Data for processing
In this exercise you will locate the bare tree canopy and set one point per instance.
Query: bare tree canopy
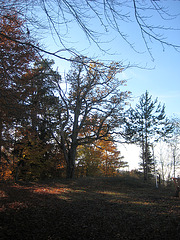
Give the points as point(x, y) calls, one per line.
point(99, 20)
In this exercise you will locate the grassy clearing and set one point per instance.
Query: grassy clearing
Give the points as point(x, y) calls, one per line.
point(89, 208)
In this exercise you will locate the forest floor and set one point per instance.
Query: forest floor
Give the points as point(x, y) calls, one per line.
point(88, 208)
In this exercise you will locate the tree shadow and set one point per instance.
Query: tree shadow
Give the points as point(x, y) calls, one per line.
point(68, 210)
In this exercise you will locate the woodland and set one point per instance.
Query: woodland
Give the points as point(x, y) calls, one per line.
point(61, 168)
point(54, 126)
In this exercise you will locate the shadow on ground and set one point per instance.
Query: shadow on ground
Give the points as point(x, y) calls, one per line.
point(87, 209)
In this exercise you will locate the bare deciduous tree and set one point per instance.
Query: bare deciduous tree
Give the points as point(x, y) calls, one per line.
point(97, 20)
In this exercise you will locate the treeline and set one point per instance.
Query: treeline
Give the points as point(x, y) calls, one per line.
point(53, 126)
point(37, 119)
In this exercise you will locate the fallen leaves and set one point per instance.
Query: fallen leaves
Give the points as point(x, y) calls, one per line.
point(88, 209)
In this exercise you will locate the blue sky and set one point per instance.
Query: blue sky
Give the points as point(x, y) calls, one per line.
point(162, 81)
point(160, 75)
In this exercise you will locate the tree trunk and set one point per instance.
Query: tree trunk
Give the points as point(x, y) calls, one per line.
point(71, 162)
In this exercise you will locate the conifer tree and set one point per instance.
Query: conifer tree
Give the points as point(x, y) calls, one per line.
point(145, 124)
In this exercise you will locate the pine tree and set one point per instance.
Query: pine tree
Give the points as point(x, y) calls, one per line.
point(145, 124)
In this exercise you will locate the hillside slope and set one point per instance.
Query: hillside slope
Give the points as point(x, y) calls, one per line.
point(88, 208)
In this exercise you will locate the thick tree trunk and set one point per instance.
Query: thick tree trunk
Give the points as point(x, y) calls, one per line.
point(71, 162)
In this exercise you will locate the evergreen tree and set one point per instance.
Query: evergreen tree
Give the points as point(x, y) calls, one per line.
point(145, 124)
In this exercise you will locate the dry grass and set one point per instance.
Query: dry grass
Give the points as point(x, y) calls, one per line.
point(88, 208)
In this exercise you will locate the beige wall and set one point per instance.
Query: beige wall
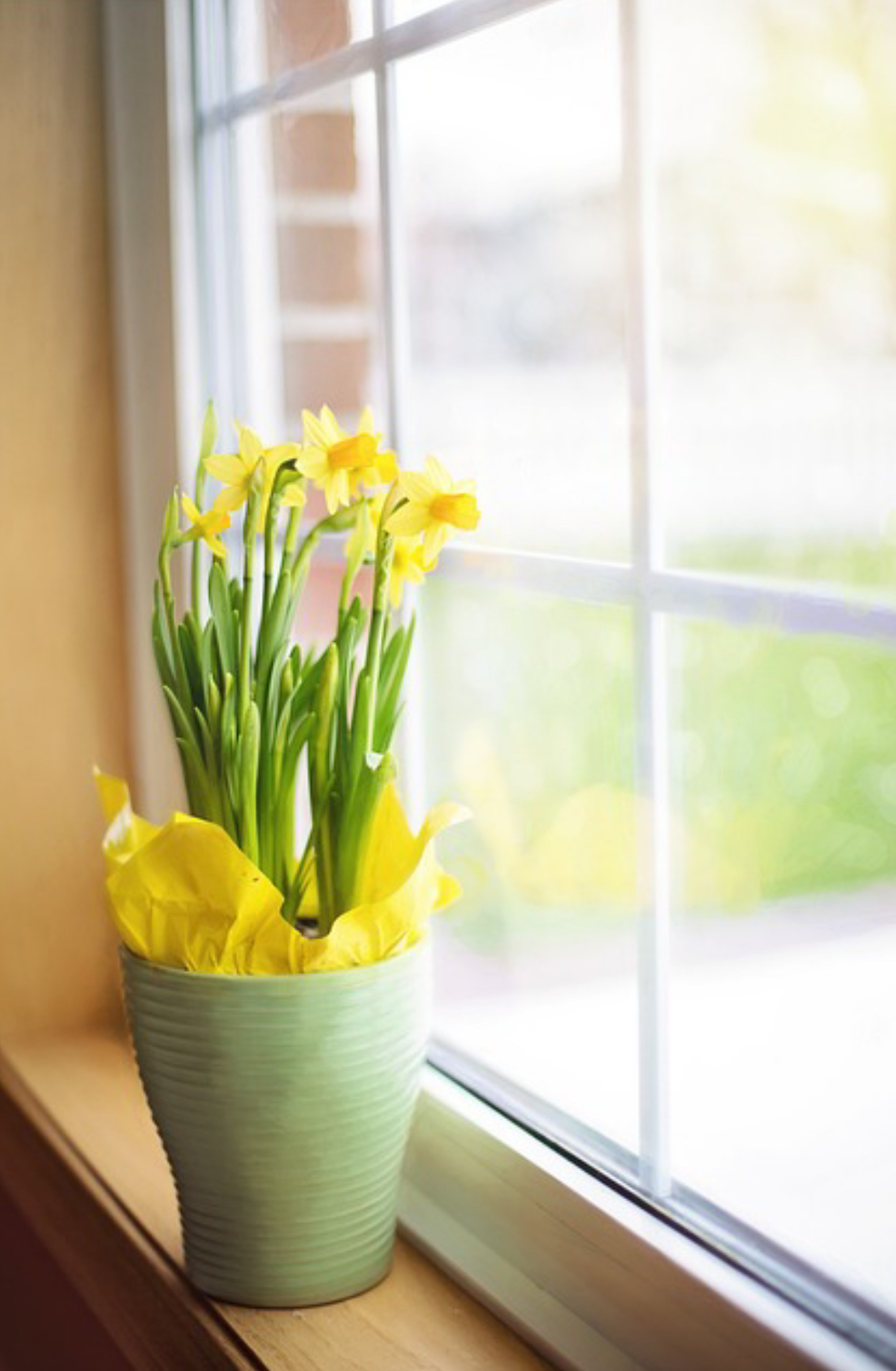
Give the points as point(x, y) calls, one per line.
point(64, 686)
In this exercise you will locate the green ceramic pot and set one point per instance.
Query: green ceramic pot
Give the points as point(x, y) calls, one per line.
point(284, 1106)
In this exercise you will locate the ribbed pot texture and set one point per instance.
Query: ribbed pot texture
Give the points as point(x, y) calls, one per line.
point(284, 1106)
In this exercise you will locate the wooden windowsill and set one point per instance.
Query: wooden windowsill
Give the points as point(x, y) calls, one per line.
point(78, 1146)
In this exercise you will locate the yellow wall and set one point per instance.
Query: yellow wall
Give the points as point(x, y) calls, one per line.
point(64, 696)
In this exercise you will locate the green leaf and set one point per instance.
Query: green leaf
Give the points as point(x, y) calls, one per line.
point(221, 613)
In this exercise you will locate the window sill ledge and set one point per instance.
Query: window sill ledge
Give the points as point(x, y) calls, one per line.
point(78, 1147)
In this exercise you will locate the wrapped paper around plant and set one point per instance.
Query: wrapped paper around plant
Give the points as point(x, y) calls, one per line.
point(185, 896)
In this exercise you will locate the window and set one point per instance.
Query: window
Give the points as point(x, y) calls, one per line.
point(632, 267)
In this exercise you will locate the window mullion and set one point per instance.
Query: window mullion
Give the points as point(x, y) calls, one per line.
point(650, 625)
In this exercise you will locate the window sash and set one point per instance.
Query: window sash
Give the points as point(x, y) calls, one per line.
point(645, 585)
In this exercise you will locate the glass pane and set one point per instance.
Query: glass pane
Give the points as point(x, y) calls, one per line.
point(784, 1016)
point(273, 35)
point(310, 256)
point(777, 211)
point(528, 718)
point(513, 221)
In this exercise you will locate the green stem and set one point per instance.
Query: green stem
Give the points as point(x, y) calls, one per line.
point(321, 793)
point(250, 529)
point(380, 607)
point(196, 564)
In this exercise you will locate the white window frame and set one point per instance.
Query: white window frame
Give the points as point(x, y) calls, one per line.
point(561, 1252)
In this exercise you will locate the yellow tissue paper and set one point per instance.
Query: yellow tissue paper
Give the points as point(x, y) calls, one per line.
point(185, 896)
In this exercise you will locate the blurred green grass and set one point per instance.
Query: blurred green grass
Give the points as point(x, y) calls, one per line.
point(782, 752)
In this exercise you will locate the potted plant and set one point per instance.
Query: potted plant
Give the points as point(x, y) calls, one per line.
point(278, 995)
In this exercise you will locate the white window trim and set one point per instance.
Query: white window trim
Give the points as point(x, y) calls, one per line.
point(584, 1273)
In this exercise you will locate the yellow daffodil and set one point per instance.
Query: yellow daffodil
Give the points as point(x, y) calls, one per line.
point(236, 470)
point(434, 506)
point(340, 462)
point(407, 565)
point(204, 525)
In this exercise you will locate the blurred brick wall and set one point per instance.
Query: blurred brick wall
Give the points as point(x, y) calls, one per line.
point(325, 286)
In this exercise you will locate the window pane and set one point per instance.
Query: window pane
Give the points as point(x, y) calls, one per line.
point(512, 196)
point(784, 1016)
point(528, 718)
point(311, 258)
point(273, 35)
point(777, 197)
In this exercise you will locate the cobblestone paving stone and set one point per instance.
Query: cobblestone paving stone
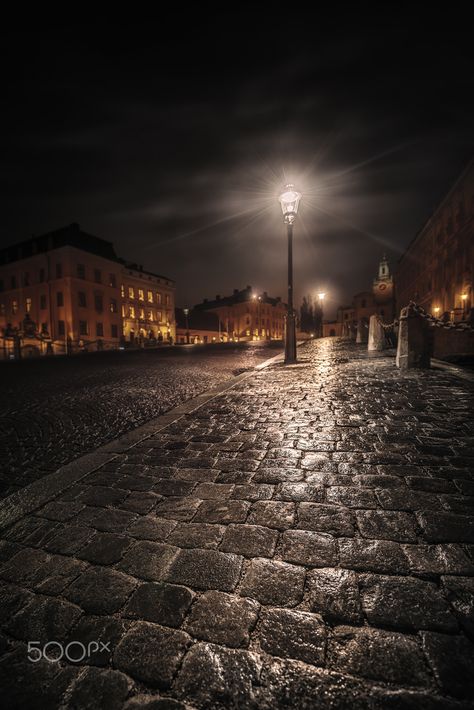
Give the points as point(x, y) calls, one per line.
point(54, 410)
point(306, 542)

Exercise prompt
Reproduce the lines above, beginning at the line with "Query: blurred green grass" and stopping after the line with "Query: white window trim", exactly as they are.

Result
Query: blurred green grass
Give the points as point(x, y) calls, one per line.
point(782, 752)
In this exercise you will locate the potted plant and set one point per instance.
Query: potted plant
Give the points as point(x, y) calls, one per line.
point(278, 995)
In this exercise you will locate the white window trim and set one point per instance.
Query: white window trim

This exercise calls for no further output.